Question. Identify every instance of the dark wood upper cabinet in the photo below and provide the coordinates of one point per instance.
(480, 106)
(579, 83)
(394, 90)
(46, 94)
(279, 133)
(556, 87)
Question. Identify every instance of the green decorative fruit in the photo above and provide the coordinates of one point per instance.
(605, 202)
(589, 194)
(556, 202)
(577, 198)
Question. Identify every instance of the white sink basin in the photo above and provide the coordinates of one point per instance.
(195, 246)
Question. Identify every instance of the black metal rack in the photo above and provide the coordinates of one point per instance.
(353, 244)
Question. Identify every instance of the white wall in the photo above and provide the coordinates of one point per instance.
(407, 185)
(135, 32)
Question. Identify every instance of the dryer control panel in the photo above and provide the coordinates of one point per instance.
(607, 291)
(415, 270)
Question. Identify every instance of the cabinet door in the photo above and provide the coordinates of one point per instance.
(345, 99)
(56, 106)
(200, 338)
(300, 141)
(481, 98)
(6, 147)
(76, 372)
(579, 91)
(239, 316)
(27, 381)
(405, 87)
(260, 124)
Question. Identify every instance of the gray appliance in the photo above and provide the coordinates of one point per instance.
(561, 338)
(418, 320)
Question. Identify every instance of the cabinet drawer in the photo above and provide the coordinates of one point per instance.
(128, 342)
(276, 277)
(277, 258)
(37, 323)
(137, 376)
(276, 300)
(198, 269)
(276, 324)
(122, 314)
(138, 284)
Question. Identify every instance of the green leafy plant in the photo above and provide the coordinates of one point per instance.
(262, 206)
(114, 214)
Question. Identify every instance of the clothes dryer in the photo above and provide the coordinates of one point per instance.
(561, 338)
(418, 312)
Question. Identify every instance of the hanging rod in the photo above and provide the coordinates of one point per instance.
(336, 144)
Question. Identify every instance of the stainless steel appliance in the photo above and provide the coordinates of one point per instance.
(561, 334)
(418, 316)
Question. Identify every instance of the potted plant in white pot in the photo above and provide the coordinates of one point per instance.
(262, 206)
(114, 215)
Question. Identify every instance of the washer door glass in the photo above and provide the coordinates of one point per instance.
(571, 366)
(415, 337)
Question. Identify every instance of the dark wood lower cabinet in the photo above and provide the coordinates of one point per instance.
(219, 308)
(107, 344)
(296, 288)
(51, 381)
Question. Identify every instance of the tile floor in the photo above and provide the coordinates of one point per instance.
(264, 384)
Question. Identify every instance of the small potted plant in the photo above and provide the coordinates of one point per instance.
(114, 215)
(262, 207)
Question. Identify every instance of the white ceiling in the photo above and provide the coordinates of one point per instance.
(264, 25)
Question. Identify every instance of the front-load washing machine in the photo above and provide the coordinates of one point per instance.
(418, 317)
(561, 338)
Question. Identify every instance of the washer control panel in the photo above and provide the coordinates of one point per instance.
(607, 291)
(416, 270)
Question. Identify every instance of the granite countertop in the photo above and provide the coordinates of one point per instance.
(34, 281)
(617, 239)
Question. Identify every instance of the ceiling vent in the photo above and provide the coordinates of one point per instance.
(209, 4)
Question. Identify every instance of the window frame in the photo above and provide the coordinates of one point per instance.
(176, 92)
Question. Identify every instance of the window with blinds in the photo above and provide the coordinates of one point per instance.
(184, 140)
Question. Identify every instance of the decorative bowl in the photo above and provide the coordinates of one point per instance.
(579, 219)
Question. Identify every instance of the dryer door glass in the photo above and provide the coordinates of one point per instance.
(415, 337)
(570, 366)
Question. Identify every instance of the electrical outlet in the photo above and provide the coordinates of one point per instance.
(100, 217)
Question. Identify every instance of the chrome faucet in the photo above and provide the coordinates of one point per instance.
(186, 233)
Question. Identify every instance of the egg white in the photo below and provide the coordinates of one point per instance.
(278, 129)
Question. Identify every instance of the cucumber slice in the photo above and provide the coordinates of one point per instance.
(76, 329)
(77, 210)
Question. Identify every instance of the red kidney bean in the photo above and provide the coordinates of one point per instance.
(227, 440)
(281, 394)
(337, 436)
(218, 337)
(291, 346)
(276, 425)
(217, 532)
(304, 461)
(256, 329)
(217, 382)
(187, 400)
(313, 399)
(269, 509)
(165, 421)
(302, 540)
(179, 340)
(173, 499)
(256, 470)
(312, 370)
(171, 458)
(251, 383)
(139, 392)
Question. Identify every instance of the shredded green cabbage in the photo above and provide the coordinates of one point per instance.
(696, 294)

|---|

• [TO DO]
Print the records above in full, exactly.

• [RESULT OF THE TASK]
Question. Identify every instance of the dark wood upper cabinet in the photo below and provide the coordinates of one point per instance.
(480, 106)
(579, 83)
(394, 90)
(46, 94)
(279, 133)
(556, 87)
Question. Identify every instance of the green decorative fruit in the photo above and provide the coordinates of one point per instance.
(605, 202)
(589, 194)
(556, 202)
(577, 198)
Question. Identify every instance of the white sink basin in the photo above and provide the coordinates of one point per instance.
(195, 246)
Question. Identify every instance of the black metal rack in the photo above and provide the coordinates of one point per instance.
(353, 244)
Question. Identify every instance of the white wall in the photo above and provide the coordinates of one point per instance.
(407, 185)
(135, 32)
Question. Identify every instance of the dryer control panel in the photo above and provide the coordinates of one point per instance.
(607, 291)
(415, 270)
Question. Identify every instance of the cabinet door in the photo above and provide the coordinates of one point per instance.
(345, 99)
(56, 106)
(200, 338)
(300, 141)
(481, 98)
(6, 147)
(76, 372)
(579, 91)
(239, 316)
(27, 381)
(405, 87)
(260, 124)
Question. Identify every instance of the gray appliance in the photo above and provide the coordinates of one point per instance.
(561, 338)
(418, 320)
Question. Identify every instance of the cabinet drawer in the photo above and provide the coordinates of one point per instance.
(128, 342)
(276, 277)
(277, 258)
(37, 323)
(137, 376)
(276, 300)
(198, 269)
(276, 324)
(122, 314)
(138, 284)
Question. Identify every instance of the green leafy plant in the photo above and provide the coordinates of one point per instance.
(262, 206)
(114, 214)
Question. Identify every instance of the clothes dryer in the photo above and provide the coordinates of one point per instance.
(561, 338)
(418, 312)
Question. Identify every instance of the hanging rod in the photo above and provide the coordinates of one point per instance.
(336, 144)
Question. Identify every instance of the stainless steel appliance in the photo above and provide the coordinates of one point per instance.
(561, 334)
(418, 316)
Question. Identify every instance of the potted plant in white pot in the photo above and provide the coordinates of one point per instance.
(262, 206)
(114, 215)
Question. Identify every instance of the washer door glass in the photo above and provide the coordinates of one point per instance.
(571, 366)
(415, 337)
Question. Identify every instance of the dark wood lower cabinet in the photo above and provide the coordinates of one point per instance.
(219, 308)
(107, 344)
(296, 288)
(51, 381)
Question. Identify every instance of the tile floor in the photo above and provide the coordinates of one point per instance.
(264, 384)
Question. Identify every instance of the small potted plant in the photo above and provide the coordinates of one point per instance.
(114, 215)
(262, 207)
Question. Identify every instance of the white ceiling in the photo above and provide the coordinates of one point per instance.
(264, 25)
Question. Identify every instance of the front-load washing machine in the photo above and provide the coordinates of one point per instance.
(418, 317)
(561, 338)
Question. Identify every instance of the washer control panel in the photo above and provide the coordinates of one point per instance.
(607, 291)
(416, 270)
Question. Identify every instance of the granite countertop in the photo above and provide the coordinates of one point per instance.
(34, 281)
(617, 239)
Question. Identify every instance of the ceiling vent in the photo above and provide the coordinates of one point per instance.
(209, 4)
Question. Identify every instance of the window frame in the photo above and provide the coordinates of one point per instance.
(176, 92)
Question. Identify every instance of the window with blinds in the photo above and provide the coordinates of one point per instance.
(184, 140)
Question. Identify every instance of the decorative bowl in the photo above and provide the coordinates of one point per instance.
(579, 219)
Question. Identify every instance of the dryer door glass in the photo above and provide the coordinates of one point per instance.
(415, 337)
(570, 366)
Question. Identify every instance of the electrical outlet in the photo above and provide the coordinates of one point per instance.
(100, 217)
Question. Identify every instance of the chrome faucet in the photo above and provide the coordinates of one point per instance.
(186, 233)
Question. Identify every instance of the egg white in the photo below and provide the coordinates of one point per instance.
(278, 129)
Question. Identify every instance of the cucumber slice in the photo above and provide the coordinates of one point per instance.
(76, 329)
(77, 210)
Question. Identify every instance of the red kidney bean in the photo above and provide the coordinates of one point per instance.
(227, 440)
(281, 394)
(337, 436)
(218, 337)
(291, 346)
(276, 425)
(217, 532)
(304, 461)
(256, 329)
(217, 382)
(187, 400)
(313, 399)
(269, 509)
(165, 421)
(302, 540)
(179, 340)
(173, 499)
(256, 470)
(312, 370)
(171, 458)
(251, 383)
(139, 392)
Question. Identify every instance of the shredded green cabbage in the photo above and provide the coordinates of one point per instance.
(696, 294)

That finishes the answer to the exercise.